Document excerpt:
# Garage di re arrangement



## hardtail (Jul 14, 2009)

Having to refill my di vessel and add a flow meter i decided to go the whole hog and strip out my karcher hd and mount it to the wall and pipe it to have the option to run the di throught the pressure washer by opening and shutting a couple of valves if i wanted to ,i also added an inline ppm meter and a bucket fill for good measures. Just finished up my pipe work in the garage to tidy it up a bit and thought i pop a pic up to show my setup:thumb:


----------



## great gonzo (Nov 4, 2010)

That's an amazing set up, love the colour coded pipe work. 

Gonz.


----------



## hardtail (Jul 14, 2009)

lol cheers it was for if the wife tryed to wash her car and i was out hopefully see can see whats what now


----------



## great gonzo (Nov 4, 2010)

hardtail said:


> lol cheers it was for if the wife tryed to wash her car and i was out hopefully see can see whats what now


Don't forget a bit of insulation for those frosty winter days ahead.

Gonz.


----------



## hardtail (Jul 14, 2009)

thats not an issue mate as the garage is insulated and has a heater on a stat in there


----------



## Richf (Apr 26, 2008)

Great stuff , i should pull my finger out and do something like that


----------



## Danjc (Dec 1, 2013)

Supplied data:

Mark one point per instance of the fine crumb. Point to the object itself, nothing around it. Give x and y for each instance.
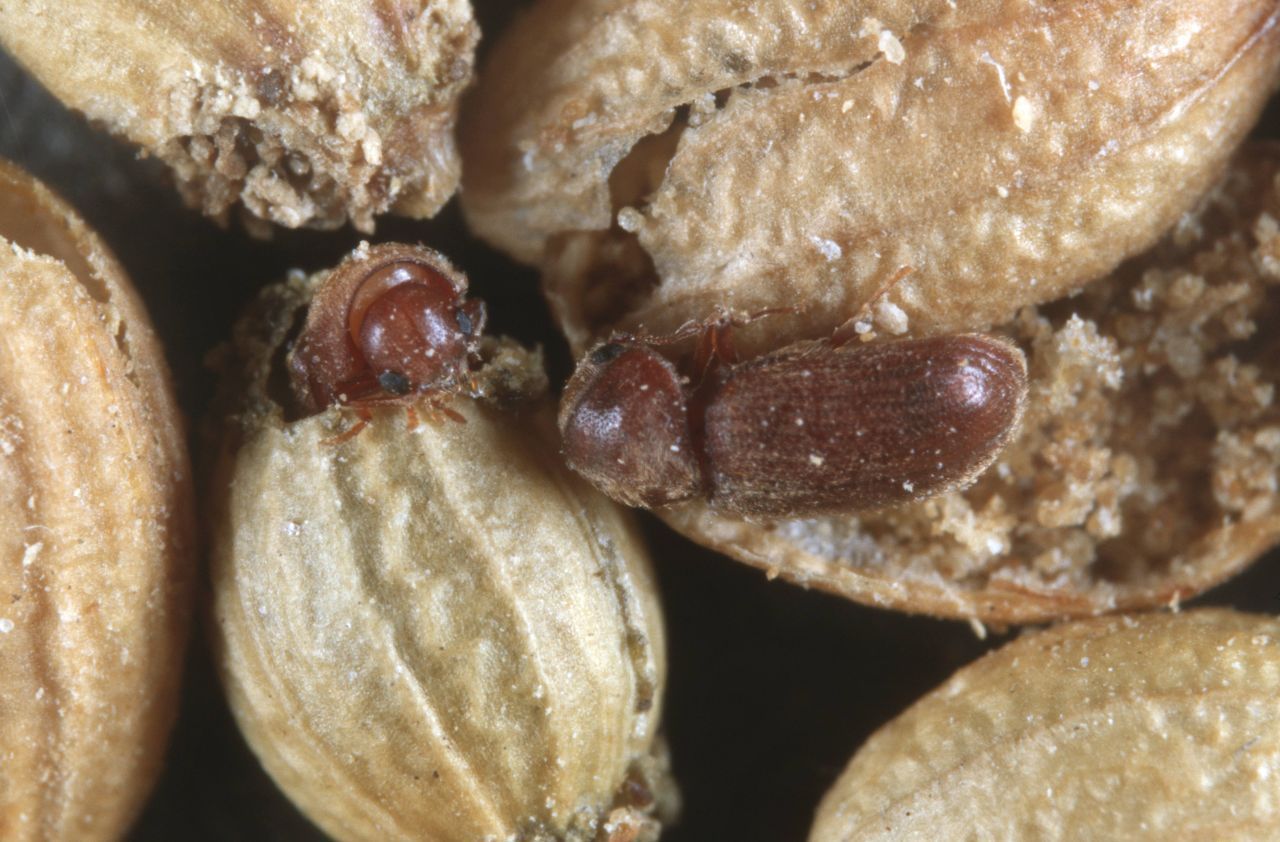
(891, 47)
(1152, 424)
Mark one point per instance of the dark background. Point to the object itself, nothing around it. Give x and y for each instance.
(772, 687)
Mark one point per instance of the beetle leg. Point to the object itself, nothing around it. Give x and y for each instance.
(364, 417)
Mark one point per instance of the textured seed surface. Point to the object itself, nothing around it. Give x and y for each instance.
(661, 161)
(434, 632)
(301, 113)
(854, 428)
(95, 531)
(1148, 462)
(1148, 727)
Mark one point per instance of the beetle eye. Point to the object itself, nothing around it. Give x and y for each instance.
(608, 352)
(393, 383)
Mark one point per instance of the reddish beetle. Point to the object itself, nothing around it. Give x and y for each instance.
(814, 428)
(389, 325)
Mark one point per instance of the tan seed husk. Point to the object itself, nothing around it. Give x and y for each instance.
(1151, 727)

Problems:
- A) In the garage water setup thread, rewrite the paragraph that begins "Having to refill my di vessel" as a short bulleted list that keeps its main facts.
- B) Extend the garage water setup thread past its final line.
The material above is separate from the garage water setup thread.

Written responses:
- A)
- Needed to refill the DI vessel and add a flow meter, so went further with the project
- Took out the Karcher HD pressure washer and mounted it on the wall
- Piped it so DI water can be run through the pressure washer by opening and closing a couple of valves
- Added an inline ppm meter and a bucket fill
- Finished the garage pipework to tidy things up and posted a picture of the setup

- B)
Where did you get you accessory rack from ?


----------



## hardtail (Jul 14, 2009)

its a screwdriver rack found at work just modified it to fit the nozzles


----------



## Jue (Aug 1, 2016)

Nice job :thumb:


----------



## VenomUK (Oct 13, 2011)

Wow that's some set up there, care to show more pictures of the set up and more info please?


----------



## hardtail (Jul 14, 2009)

yes more than happy to help what do you want some pics of,i basically wanted a setup where i had the option to either use di water through a hose via a hose to do the windows on the house or for the car or through the pressure washer on the car ,its worked out nice as i today i tryed the di through the jet wash via its pressure hose but with no power to the washer and i got a nice flow of water so at least that will now save me connecting a hose for a final rinse and the new quick connectors on the gun are a superb purchase .Overall i more than happy with it having it all off the floor giving me more floor space in my garage for more tools and detailing space for the polishers 













can never have to many tools lol
just the new fuse box and wiring to do the weekend


----------



## c87reed (Dec 9, 2015)

Looks like a brilliant setup, very well thought out.


----------



## hardtail (Jul 14, 2009)

thankyou m8


----------



## VenomUK (Oct 13, 2011)

Thanks, that's inspiring to me to get my garage into shape. Like the 'shadow' style wall mount for the tools. 

Have you stripped down the pressure washer and just mounted the motor on the wall? Also the DI system, is that the large black fire extinguisher looking thing?


----------



## hardtail (Jul 14, 2009)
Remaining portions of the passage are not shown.